Set of tasks
[A] Please rewrite the paragraph beginning "Which came first" in the Lucene stress-testing thread as a short bulleted list that keeps its main points.
[B] Write what comes next in the Lucene stress-testing thread, picking up after its last line.

Passage provided
>> START

Which came first--the out of file handles error or the corruption? I
haven't looked, but I would guess that if you ran into the file handles
exception while writing, that might leave Lucene in a bad state. Lucene
isn't transactional and doesn't really have the ACID properties of a
database...

> -----Original Message-----
> From: Nader S. Henein [mailto:nsh@bayt.net]
> Sent: Wednesday, June 26, 2002 11:45 PM
> To: Lucene Users List
> Subject: RE: Stress Testing Lucene
>
>
> I rebooted my machine and still the same issue .. if I know
> what caused that to happen, I would be able to solve it with
> some source tweaking, and it's not the files handles on the machine I
> got over that problem months ago. Let's consider worst case
> scenario and
> that
> corruption did occur what could be the reasons, I'm goig to need some
> insider
> help to get through this one.
>
> N.
>
> -----Original Message-----
> From: Scott Ganyo [mailto:scott.ganyo@eTapestry.com]
> Sent: Wednesday, June 26, 2002 7:15 PM
> To: 'Lucene Users List'
> Subject: RE: Stress Testing Lucene
>
>
> 1) Are you sure that the index is corrupted? Maybe the file
> handles just
> haven't been released yet. Did you try to reboot and try again?
>
> 2) To avoid the too-many files problem: a) increase the
> system file handle
> limits, b) make sure that you reuse IndexReaders as much as
> you can rather
> across requests and client rather than opening and closing them.
>
> > -----Original Message-----
> > From: Nader S. Henein [mailto:nsh@bayt.net]
> > Sent: Wednesday, June 26, 2002 10:11 AM
> > To: lucene-user@jakarta.apache.org
> > Subject: Stress Testing Lucene
> > Importance: High
> >
> >
> >
> > Hey people,
> >
> > I'm running a Lucene (v1.2) servlet on resin and I must say
> > compared to
> > Oracle Intermedia
> > it's working beautifully. BUT today, I started stress testing and I
> > downloaded a program called
> > Web Roller, witch simulates clients, requests ,
> > multi-threading .. the works
> > and I was testing
> > I was doing something like 50 simultaneous requests and I was
> > repeating that
> > 10 times in a row.
> >
> > but then something happened and the index got corrupted,
> > every time I try
> > opening the index
> > with the reader to search or open with the writer to optimize
> > I get that
> > damned too-many files
> > open error. I can imagine that every application on the market has a
> > breaking point and these breaking
> > points have side effects, so is the corruption of the index a
> > side effect
> > and if so is there a way that
> > I configure my web server to crash before the corruption
> > occurs, I'd rather
> > re-start the web server and
> > throw some people off wack rather that have to re-build the
> > index or revert
> > to an older version.
> >
> > Do you know of any way to safeguard against this ?
> >
> > General Info:
> > The index is about 45 MB with 60 000 XML files each
> > containing 18-25 fields.

>> END

Supplied records

>> START

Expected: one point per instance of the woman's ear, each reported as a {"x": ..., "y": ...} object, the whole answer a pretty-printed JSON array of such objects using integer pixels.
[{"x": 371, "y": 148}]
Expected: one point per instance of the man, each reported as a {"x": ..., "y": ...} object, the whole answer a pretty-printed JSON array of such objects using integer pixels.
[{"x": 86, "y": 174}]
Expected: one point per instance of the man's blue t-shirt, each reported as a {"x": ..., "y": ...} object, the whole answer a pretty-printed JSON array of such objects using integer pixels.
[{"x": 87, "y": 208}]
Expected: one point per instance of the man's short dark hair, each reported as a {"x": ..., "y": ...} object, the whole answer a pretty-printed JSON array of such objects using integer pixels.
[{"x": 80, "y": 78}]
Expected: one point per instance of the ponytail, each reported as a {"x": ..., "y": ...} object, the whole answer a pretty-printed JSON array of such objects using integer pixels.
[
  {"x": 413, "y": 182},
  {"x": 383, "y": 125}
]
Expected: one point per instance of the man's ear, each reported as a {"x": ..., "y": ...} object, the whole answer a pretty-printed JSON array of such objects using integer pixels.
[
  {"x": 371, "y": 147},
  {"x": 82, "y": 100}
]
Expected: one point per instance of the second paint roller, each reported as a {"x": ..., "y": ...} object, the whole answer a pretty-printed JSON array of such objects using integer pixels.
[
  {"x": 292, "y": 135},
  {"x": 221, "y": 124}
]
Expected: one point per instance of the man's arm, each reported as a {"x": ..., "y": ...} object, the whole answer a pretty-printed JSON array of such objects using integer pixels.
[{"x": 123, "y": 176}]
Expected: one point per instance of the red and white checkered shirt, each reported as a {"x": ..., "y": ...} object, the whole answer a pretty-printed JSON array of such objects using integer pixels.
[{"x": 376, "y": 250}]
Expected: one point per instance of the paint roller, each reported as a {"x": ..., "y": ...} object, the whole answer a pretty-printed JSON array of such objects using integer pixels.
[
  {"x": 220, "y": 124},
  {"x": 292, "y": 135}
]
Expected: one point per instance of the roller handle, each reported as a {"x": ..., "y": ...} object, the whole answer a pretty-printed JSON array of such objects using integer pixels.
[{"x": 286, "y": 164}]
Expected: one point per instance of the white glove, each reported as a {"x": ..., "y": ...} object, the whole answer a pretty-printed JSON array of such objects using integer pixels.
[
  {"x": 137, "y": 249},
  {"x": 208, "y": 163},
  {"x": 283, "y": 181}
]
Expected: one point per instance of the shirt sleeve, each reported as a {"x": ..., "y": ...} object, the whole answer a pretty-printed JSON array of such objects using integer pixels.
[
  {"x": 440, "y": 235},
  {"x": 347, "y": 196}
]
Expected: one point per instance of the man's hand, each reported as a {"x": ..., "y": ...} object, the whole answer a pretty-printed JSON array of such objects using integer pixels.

>> END

The responses
[A]
- Asks which came first: the out-of-file-handles error or the index corruption.
- Hasn't checked, but guesses that hitting the file handles exception while writing might leave Lucene in a bad state.
- Notes that Lucene isn't transactional and lacks a database's ACID properties.

[B]
> >
> >
> > Nader S. Henein
> > Bayt.com , Dubai Internet City
> > Tel. +9714 3911900
> > Fax. +9714 3911915
> > GSM. +9715 05659557
> > www.bayt.com
> >
> >
> > --
> > To unsubscribe, e-mail:
> > <mailto:lucene-user-unsubscribe@jakarta.apache.org>
> > For additional commands, e-mail:
> > <mailto:lucene-user-help@jakarta.apache.org>
> >
>
>
> --
> To unsubscribe, e-mail:
> <mailto:lucene-user-unsubscribe@jakarta.apache.org>
> For additional commands, e-mail:
> <mailto:lucene-user-help@jakarta.apache.org>
>


--
To unsubscribe, e-mail: <mailto:lucene-user-unsubscribe@jakarta.apache.org>
For additional commands, e-mail: <mailto:lucene-user-help@jakarta.apache.org>
RE: Stress Testing Lucene [ In reply to ]
Yes could you please post the implementation of the Lucene-User board
I think you need to send it to one of the guys so they can post it as
an attachment to your message.

thanks

Nader

-----Original Message-----
From: Roman Rokytskyy [mailto:rrokytskyy@yahoo.co.uk]
Sent: Thursday, June 27, 2002 7:24 PM
To: Lucene Users List
Subject: RE: Stress Testing Lucene


> Which came first--the out of file handles error or the corruption? I
> haven't looked, but I would guess that if you ran into the file handles
> exception while writing, that might leave Lucene in a bad state. Lucene
> isn't transactional and doesn't really have the ACID properties of a
> database...

A little bit offtopic...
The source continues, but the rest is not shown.